### Tasks to perform
[1] Copy everything from "He regained the" down to "in November 1998." in the text on Viktor Cherepkov below.
[2] In the text on Viktor Cherepkov below, translate this sentence into Spanish: "In 1993, Cherepkov became the mayor of Vladivostok."
[3] Using the text on Viktor Cherepkov below, explain in one to three sentences how Cherepkov came to regain the mayorship in 1996.

### Passage to read
::::::::::
Mayor of Vladivostok
- In office 26 June 1993 – 16 March 1994
- Preceded by: Vladimir Yefremov
- Succeeded by: Konstantin Tolstoshein
- In office 24 September 1996 – 11 December 1998
- Preceded by: Konstantin Tolstoshein
- Succeeded by: Yury Kopylov

Personal details
- Born: Viktor Ivanovich Cherepkov 16 April 1942 Kazinka, Skopinsky District, Ryazan Oblast, USSR
- Died: 2 September 2017 (aged 75) Moscow, Russia
- Education: Pacific Higher Naval School

Military service
- Allegiance: Soviet Union→ Russia
- Branch/service: Soviet Navy→ Russian Navy
- Years of service: 1967–1993
- Rank: Captain 1st rank

= Viktor Cherepkov =

Russian politician and naval officer

Viktor Ivanovich Cherepkov (Виктор Иванович Черепков; 16 April 1942 – 2 September 2017) was a Russian naval officer and politician who was a Deputy of the State Duma of the third and fourth convocation. He was mayor of Vladivostok (1993–1994; 1996–1998).

==Biography==
===Naval career===
He graduated from the railway technical school and the Pacific Higher Naval School.

From 1967 to 1993, Cherepkov served in the Pacific Fleet of the Soviet and Russian Navy. Cherepkov left the Navy as a Captain 1st rank.

===Political career===
In 1990, Cherepkov was elected as a deputy to the council for Primorsky Krai.

In 1993, Cherepkov became the mayor of Vladivostok.

One year into his term, Cherepkov was accused of accepting bribes and was suspended from his duties as mayor. He blockaded himself his office at the city hall, which resulted in the OMON having to storm the building.

Although the local prosecutor dropped the charges against Cherepkov in November 1994, Russian president Boris Yeltsin signed an executive order removing him from his post.

He regained the mayorship in 1996 after the State Duma passed a resolution declaring his removal from office illegal. President Yeltsin later issued an order to restore Cherepkov in September 1996. Cherepkov's return to office lasted only two years with Yeltsin reversing course and suspending the mayor again in November 1998.
::::::::::
(Records contained in a dataset)

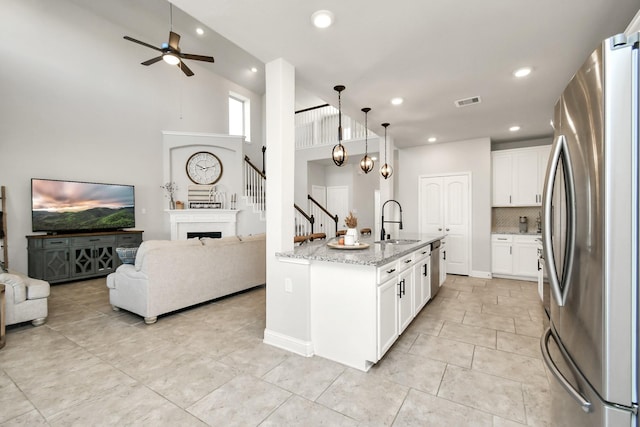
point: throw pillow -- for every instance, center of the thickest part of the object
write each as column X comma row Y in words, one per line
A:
column 127, row 255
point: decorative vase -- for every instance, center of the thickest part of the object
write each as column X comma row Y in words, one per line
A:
column 351, row 237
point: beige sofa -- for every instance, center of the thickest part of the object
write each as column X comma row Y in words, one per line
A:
column 26, row 299
column 171, row 275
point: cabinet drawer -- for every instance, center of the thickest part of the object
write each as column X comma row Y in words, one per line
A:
column 93, row 240
column 422, row 252
column 55, row 243
column 405, row 262
column 386, row 272
column 532, row 239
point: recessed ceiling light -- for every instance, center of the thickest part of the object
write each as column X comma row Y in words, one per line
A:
column 522, row 72
column 322, row 18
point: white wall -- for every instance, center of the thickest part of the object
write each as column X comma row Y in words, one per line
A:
column 76, row 104
column 463, row 156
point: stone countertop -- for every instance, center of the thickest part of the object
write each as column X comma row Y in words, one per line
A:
column 375, row 255
column 528, row 233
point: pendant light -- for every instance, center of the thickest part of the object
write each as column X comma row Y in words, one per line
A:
column 366, row 164
column 386, row 170
column 339, row 153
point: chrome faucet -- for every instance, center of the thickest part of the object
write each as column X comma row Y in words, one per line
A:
column 382, row 232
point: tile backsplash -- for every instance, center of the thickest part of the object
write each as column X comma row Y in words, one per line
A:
column 506, row 220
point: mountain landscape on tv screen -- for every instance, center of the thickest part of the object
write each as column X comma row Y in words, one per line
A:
column 90, row 219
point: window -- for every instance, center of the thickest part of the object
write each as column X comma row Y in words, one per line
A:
column 239, row 116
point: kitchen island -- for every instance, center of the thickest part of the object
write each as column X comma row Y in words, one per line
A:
column 357, row 301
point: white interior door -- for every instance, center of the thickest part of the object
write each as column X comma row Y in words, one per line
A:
column 338, row 203
column 319, row 193
column 456, row 223
column 444, row 207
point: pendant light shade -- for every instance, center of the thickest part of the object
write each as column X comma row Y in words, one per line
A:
column 366, row 164
column 339, row 153
column 386, row 170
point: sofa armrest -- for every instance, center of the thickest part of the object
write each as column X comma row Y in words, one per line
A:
column 15, row 287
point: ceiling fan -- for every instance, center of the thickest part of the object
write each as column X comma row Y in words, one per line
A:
column 171, row 52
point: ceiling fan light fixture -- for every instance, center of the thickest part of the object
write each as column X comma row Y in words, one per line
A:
column 170, row 59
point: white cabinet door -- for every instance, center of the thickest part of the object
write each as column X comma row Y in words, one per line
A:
column 501, row 172
column 405, row 299
column 501, row 255
column 387, row 315
column 525, row 178
column 525, row 256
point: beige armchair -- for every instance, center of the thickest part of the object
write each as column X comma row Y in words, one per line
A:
column 25, row 299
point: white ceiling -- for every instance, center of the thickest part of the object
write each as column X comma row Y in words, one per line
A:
column 430, row 52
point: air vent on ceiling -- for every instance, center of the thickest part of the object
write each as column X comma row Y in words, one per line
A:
column 468, row 101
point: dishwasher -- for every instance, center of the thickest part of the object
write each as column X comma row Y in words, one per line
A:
column 435, row 268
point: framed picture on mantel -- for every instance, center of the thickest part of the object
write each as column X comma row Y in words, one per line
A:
column 205, row 205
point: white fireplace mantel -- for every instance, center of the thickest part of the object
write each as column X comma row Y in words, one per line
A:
column 185, row 221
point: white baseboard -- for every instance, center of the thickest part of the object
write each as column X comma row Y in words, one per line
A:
column 480, row 274
column 285, row 342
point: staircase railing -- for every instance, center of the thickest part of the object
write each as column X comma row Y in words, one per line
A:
column 323, row 216
column 255, row 186
column 319, row 126
column 303, row 223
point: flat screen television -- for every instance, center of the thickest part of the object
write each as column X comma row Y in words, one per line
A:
column 74, row 206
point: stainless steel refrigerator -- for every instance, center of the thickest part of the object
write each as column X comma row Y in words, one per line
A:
column 590, row 238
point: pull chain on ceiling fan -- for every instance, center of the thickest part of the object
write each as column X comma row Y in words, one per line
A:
column 171, row 51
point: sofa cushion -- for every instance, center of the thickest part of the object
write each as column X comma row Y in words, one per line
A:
::::::::::
### Answers to this exercise
[1]
He regained the mayorship in 1996 after the State Duma passed a resolution declaring his removal from office illegal. President Yeltsin later issued an order to restore Cherepkov in September 1996. Cherepkov's return to office lasted only two years with Yeltsin reversing course and suspending the mayor again in November 1998.

[2] En 1993, Cherepkov se convirtió en alcalde de Vladivostok.

[3] The State Duma passed a resolution declaring his removal from office illegal. President Yeltsin then issued an order in September 1996 restoring him to the post.